▶ **TASK**
Each line that follows is to be retyped exactly.

Records from a point labeling set
┌──
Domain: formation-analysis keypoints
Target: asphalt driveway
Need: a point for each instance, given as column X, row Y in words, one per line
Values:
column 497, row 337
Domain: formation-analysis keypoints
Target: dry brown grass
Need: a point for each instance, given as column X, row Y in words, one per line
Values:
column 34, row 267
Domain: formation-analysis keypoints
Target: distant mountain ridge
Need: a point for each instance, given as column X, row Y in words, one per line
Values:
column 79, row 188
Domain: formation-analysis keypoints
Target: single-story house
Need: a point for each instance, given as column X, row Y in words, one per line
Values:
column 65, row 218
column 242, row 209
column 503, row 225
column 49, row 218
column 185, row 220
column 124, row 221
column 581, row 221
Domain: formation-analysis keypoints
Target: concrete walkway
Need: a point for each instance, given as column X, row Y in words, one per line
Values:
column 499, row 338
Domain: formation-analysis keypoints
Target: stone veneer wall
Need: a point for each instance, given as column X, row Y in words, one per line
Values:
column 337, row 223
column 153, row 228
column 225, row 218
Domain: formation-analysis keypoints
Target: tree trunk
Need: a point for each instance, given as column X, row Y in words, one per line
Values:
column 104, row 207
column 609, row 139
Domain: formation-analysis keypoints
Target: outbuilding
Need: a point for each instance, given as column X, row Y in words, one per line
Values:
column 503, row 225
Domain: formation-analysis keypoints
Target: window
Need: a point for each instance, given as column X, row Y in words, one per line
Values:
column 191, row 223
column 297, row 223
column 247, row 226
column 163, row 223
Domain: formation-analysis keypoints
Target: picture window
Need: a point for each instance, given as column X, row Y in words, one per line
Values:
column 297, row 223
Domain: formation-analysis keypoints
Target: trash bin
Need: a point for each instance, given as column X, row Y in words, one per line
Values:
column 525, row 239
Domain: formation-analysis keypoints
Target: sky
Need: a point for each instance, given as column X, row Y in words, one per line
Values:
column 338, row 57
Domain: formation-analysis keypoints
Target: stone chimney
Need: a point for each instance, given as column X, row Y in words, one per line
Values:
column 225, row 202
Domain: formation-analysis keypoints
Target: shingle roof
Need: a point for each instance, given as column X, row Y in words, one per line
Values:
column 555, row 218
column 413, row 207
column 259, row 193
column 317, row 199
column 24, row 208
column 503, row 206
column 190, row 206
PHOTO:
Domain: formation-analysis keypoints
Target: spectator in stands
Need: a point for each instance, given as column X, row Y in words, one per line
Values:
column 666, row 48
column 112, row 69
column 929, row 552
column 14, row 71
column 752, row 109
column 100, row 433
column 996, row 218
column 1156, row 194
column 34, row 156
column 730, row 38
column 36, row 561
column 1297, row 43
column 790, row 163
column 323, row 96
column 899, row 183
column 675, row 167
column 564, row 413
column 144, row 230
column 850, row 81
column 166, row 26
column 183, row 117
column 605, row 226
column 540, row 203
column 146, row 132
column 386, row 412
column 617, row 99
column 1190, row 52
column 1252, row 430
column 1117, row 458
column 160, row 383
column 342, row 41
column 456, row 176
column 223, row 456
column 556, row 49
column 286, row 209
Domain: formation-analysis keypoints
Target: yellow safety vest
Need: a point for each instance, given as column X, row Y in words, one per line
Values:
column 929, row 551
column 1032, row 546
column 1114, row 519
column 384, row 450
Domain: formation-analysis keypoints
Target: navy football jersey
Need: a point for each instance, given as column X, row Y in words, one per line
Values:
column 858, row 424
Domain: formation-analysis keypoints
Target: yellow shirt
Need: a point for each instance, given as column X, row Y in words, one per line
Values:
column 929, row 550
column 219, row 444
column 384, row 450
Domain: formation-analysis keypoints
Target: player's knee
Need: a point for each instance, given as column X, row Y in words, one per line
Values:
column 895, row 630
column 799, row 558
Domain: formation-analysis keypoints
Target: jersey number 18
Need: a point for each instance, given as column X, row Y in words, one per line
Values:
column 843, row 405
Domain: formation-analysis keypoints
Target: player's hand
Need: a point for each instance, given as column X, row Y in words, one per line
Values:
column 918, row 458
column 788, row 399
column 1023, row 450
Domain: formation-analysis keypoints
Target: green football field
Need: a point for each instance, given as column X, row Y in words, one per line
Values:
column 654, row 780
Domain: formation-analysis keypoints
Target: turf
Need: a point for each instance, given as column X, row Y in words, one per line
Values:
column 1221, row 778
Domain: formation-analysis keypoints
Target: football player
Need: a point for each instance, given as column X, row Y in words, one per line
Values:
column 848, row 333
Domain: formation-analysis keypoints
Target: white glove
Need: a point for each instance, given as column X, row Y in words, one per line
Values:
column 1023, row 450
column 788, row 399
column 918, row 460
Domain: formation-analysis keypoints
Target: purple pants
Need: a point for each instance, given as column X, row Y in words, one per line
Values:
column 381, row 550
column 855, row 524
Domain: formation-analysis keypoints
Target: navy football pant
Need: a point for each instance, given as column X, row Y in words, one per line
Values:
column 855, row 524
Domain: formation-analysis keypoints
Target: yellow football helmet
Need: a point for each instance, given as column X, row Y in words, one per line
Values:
└──
▶ **SOLUTION TO THE EXERCISE**
Domain: formation-analysis keypoints
Target: asphalt driveway
Need: a point for each instance, given as column X, row Y in words, one per line
Values:
column 497, row 337
Domain: formation-analysis keypoints
Target: dry brown grass
Need: a point for each instance, given as column X, row Y in words, one per line
Values:
column 34, row 267
Domain: formation-analysis keypoints
Target: distant mountain ridge
Need: a point for each instance, given as column X, row Y in words, one per line
Values:
column 79, row 188
Domain: formation-analysis keypoints
Target: single-story house
Need: a point for each instance, given as column X, row Y in words, one per line
Values:
column 65, row 218
column 242, row 209
column 503, row 225
column 49, row 218
column 185, row 220
column 124, row 221
column 581, row 221
Domain: formation-analysis keypoints
Target: concrete walkway
Need: a point for each instance, given as column X, row Y in words, one per line
Values:
column 499, row 338
Domain: formation-analysis keypoints
Target: stone veneer wall
Need: a point for each instance, given as column X, row Y in words, one per line
Values:
column 337, row 223
column 153, row 228
column 225, row 218
Domain: formation-analysis keypoints
Target: tree trunk
Need: a point for each instance, given as column X, row Y in words, one per line
Values:
column 104, row 207
column 609, row 139
Domain: formation-analysis keypoints
Target: outbuilding
Need: a point for each instance, given as column X, row Y in words, one per line
Values:
column 503, row 225
Domain: formation-analysis keypoints
Target: window
Need: a point for each instance, given as column X, row Y in words, one per line
Values:
column 191, row 223
column 297, row 223
column 247, row 226
column 163, row 223
Domain: formation-analysis keypoints
Target: picture window
Need: a point for each instance, given as column X, row Y in words, one per line
Values:
column 297, row 223
Domain: formation-analysis keypoints
Target: trash bin
Need: a point for each instance, given as column X, row Y in words, one per line
Values:
column 525, row 239
Domain: formation-analysis keypoints
Target: sky
Need: a point for each instance, given as column X, row Y in words, one per line
Values:
column 338, row 57
Domain: formation-analysis keypoints
Target: stone chimney
Need: a point for each instance, given as column X, row Y in words, one per line
Values:
column 225, row 202
Domain: formation-analysis keypoints
Target: shingle roof
Need: a point for each instance, given as column X, row Y in words, one per line
Values:
column 555, row 218
column 413, row 207
column 259, row 193
column 317, row 199
column 24, row 208
column 503, row 206
column 190, row 206
PHOTO:
Domain: formation-analysis keypoints
Target: spectator in stands
Need: a point for each instance, given as column X, row Y in words, one per line
Values:
column 666, row 48
column 112, row 69
column 929, row 552
column 14, row 71
column 752, row 109
column 100, row 433
column 996, row 218
column 1156, row 194
column 34, row 156
column 730, row 38
column 36, row 561
column 1297, row 43
column 790, row 163
column 323, row 96
column 899, row 183
column 675, row 167
column 564, row 413
column 144, row 230
column 850, row 81
column 166, row 26
column 183, row 117
column 605, row 226
column 540, row 203
column 146, row 132
column 386, row 412
column 617, row 99
column 1190, row 52
column 1252, row 430
column 1117, row 458
column 160, row 383
column 342, row 41
column 456, row 176
column 223, row 456
column 556, row 49
column 286, row 209
Domain: formation-analysis keypoints
Target: yellow safety vest
Need: a point for each instance, given as column X, row Y in words, one per line
Values:
column 929, row 551
column 1032, row 546
column 1114, row 519
column 384, row 450
Domain: formation-analysis keypoints
Target: navy football jersey
Need: a point for each instance, given as column X, row Y in words, one per line
Values:
column 858, row 424
Domain: formation-analysis keypoints
Target: yellow shirt
Need: a point for each instance, given as column X, row Y in words, one per line
Values:
column 929, row 550
column 219, row 444
column 384, row 450
Domain: formation-analysis keypoints
Target: player's knee
Need: a point for each instance, given as column X, row Y in words, one per line
Values:
column 895, row 630
column 799, row 558
Domain: formation-analysis keypoints
Target: jersey number 18
Need: a point for each instance, given as column X, row Y in words, one per line
Values:
column 843, row 405
Domain: formation-analysis keypoints
Target: player's hand
Need: a point for each instance, given as column X, row Y in words, one per line
Values:
column 918, row 458
column 788, row 399
column 1023, row 450
Domain: formation-analysis keypoints
Target: green football field
Need: a point for each instance, given as column X, row Y in words, one per line
Values:
column 654, row 780
Domain: formation-analysis keypoints
Target: turf
Need: a point for each instance, given as column X, row Y in words, one per line
Values:
column 1221, row 778
Domain: formation-analysis keypoints
Target: football player
Need: a point for each instance, given as column X, row Y in words, one per line
Values:
column 848, row 333
Domain: formation-analysis keypoints
Target: white glove
Need: a point for each instance, given as column X, row Y in words, one per line
Values:
column 1023, row 450
column 788, row 399
column 918, row 460
Domain: formation-analysis keypoints
Target: purple pants
Need: a point for each instance, given as column X, row Y in words, one per line
Values:
column 381, row 550
column 855, row 524
Domain: formation-analysis keypoints
Target: navy football pant
Need: a point for each instance, given as column X, row Y in words, one per line
Values:
column 855, row 524
Domain: formation-analysis keypoints
Target: yellow football helmet
Need: a point for each instance, given as column X, row Y in words, one per line
Values:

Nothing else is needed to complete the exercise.